Dataset rows
start
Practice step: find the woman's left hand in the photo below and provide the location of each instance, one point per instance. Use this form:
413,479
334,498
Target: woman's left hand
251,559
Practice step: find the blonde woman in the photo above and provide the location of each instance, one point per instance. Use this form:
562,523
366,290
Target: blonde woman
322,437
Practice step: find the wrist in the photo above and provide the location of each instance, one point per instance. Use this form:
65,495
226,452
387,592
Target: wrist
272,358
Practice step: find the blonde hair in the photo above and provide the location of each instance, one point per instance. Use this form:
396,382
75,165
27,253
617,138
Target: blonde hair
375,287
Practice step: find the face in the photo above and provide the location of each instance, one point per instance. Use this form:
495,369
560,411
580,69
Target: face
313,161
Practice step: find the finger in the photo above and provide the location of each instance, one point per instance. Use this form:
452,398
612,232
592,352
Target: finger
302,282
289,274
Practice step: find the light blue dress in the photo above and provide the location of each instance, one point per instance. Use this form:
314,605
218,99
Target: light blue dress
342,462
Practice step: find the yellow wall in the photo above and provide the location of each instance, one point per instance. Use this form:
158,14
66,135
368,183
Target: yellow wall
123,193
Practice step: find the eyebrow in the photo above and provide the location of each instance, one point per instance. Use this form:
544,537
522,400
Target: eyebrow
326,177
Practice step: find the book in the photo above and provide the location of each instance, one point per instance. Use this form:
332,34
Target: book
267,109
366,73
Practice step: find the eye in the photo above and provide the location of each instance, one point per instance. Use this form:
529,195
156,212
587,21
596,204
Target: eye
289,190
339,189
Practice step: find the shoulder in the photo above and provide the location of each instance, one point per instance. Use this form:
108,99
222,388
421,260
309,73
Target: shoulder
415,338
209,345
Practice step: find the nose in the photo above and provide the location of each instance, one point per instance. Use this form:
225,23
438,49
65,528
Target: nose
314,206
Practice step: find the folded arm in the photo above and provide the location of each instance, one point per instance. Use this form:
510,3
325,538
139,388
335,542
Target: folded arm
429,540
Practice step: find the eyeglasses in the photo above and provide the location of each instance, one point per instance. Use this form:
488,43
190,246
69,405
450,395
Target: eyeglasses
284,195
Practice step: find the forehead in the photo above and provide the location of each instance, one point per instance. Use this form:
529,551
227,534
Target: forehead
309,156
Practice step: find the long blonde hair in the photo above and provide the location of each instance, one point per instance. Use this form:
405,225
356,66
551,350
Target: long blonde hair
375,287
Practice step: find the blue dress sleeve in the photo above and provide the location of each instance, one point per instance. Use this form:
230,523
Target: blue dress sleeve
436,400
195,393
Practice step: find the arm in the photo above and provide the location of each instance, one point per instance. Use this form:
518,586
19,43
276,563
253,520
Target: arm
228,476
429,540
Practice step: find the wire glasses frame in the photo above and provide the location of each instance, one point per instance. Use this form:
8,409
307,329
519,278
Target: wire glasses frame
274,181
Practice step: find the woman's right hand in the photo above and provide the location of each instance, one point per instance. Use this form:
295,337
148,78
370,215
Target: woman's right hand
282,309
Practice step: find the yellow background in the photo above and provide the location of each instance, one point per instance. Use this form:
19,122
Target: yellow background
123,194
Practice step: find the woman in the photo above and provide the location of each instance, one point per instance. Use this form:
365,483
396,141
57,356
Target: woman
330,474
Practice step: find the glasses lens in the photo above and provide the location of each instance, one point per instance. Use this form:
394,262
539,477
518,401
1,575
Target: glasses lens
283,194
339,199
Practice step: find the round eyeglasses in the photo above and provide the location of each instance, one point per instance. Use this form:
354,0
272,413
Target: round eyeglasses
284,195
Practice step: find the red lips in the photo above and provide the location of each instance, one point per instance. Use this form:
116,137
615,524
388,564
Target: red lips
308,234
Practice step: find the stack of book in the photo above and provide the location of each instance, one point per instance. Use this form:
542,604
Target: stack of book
end
* Exercise requirements *
Write out every entry word for word.

* Exercise response *
Practice step: find the woman's left hand in the photo below and provide the location of each instance, one point per instance. Use this form:
413,479
334,498
Target: woman's left hand
251,559
Practice step: find the blonde woman in the photo above and provide the location of each instance, one point per instance. Use this form:
562,523
366,290
Target: blonde woman
322,437
Practice step: find the wrist in the photo above and provide the location of each instance, one point per instance. Use this form:
65,495
226,452
387,592
Target: wrist
272,358
Practice step: find the blonde hair in the photo above and provide the location of each instance, one point per instance. Use this form:
396,382
75,165
27,253
617,138
Target: blonde hair
375,287
Practice step: find the face in the photo above and provide the location of each instance, one point per instance. Use this form:
495,369
560,411
580,69
Target: face
313,161
Practice step: find the finger in the photo above and provide the location of each instance, one point per instance. Use this form:
452,398
612,232
592,352
Target: finger
302,282
289,274
Practice step: find the light blue dress in the photo above and provide the location of each instance, one point per instance. Use this form:
314,605
218,99
Target: light blue dress
342,462
Practice step: find the yellow wall in the photo above and provide the location of each instance, one point per instance. Use this form:
158,14
66,135
368,183
Target: yellow wall
123,193
Practice step: find the eyebrow in the photo above and provide the location of each instance, one point per instance. Use this form:
544,537
522,400
Target: eyebrow
326,177
Practice step: find the book in the photo above and provide the location of each instance, one point per instance. Use this form:
332,34
Target: book
267,109
366,73
Practice step: find the eye in the photo above and provide the location of each instance, one point per instance. Use this form:
529,195
156,212
587,21
596,204
Target: eye
289,190
339,189
Practice step: find the shoulder in the photo above and provide the location of each instance, one point per instance. Use this form:
108,99
222,388
421,260
309,73
Target: shoulder
415,338
209,345
Practice step: find the nose in the photo above and provide the location of each instance, one point per instance. Use this form:
225,23
438,49
65,528
Target: nose
314,206
Practice step: find the folded arm in the photo above and provide the location of each instance, one point per instance. Use this form:
510,3
325,538
139,388
335,542
Target: folded arm
429,540
Practice step: find the eyeglasses in the photo above and provide the location of each instance, one point per instance. Use this form:
488,43
190,246
69,405
450,395
Target: eyeglasses
284,195
Practice step: find the forehead in the photo above and provide the location of each instance, one point per instance. Use this form:
529,551
227,534
Target: forehead
309,156
Practice step: find the long blonde hair in the photo above and provide the location of each instance, one point per instance. Use this form:
405,225
356,66
551,350
Target: long blonde hair
375,287
Practice step: find the blue dress sleeve in the photo above and provide the location of each instance, one point per instance. Use this form:
230,523
Target: blue dress sleeve
436,400
195,393
Practice step: find the arm in the photo above and provide the location of each instance, one point per instance. Use this form:
518,586
19,43
276,563
253,520
Target: arm
228,476
429,540
Practice step: find the wire glasses frame in the photo above and provide the location of each instance, one point per instance. Use this form:
8,409
307,329
519,278
Target: wire glasses frame
274,181
Practice step: find the woman's right hand in the photo above and provide the location of each instance, one point per instance. Use this form:
295,337
148,78
370,215
Target: woman's right hand
282,309
Practice step: find the yellow background in the photo above and provide the location of each instance, one point per instance. Use this form:
19,122
Target: yellow background
123,194
Practice step: find the woman in the photo above and provide the location of each instance, one point per instance. Use this form:
365,483
396,141
57,356
Target: woman
330,474
Practice step: find the glasses lens in the photo above and provide the location of each instance, one point per instance. Use this form:
394,262
539,477
518,401
1,575
Target: glasses lens
283,194
339,199
Practice step: find the round eyeglasses in the photo above and provide the location of each instance, one point per instance. Use this form:
354,0
272,413
Target: round eyeglasses
284,195
Practice step: find the red lips in the photo above and provide the location of each instance, one point per instance. Use this form:
116,137
615,524
388,564
Target: red lips
308,234
Practice step: find the stack of book in the photo above and provide the location of each instance, one point per instance. Use this form:
542,604
Target: stack of book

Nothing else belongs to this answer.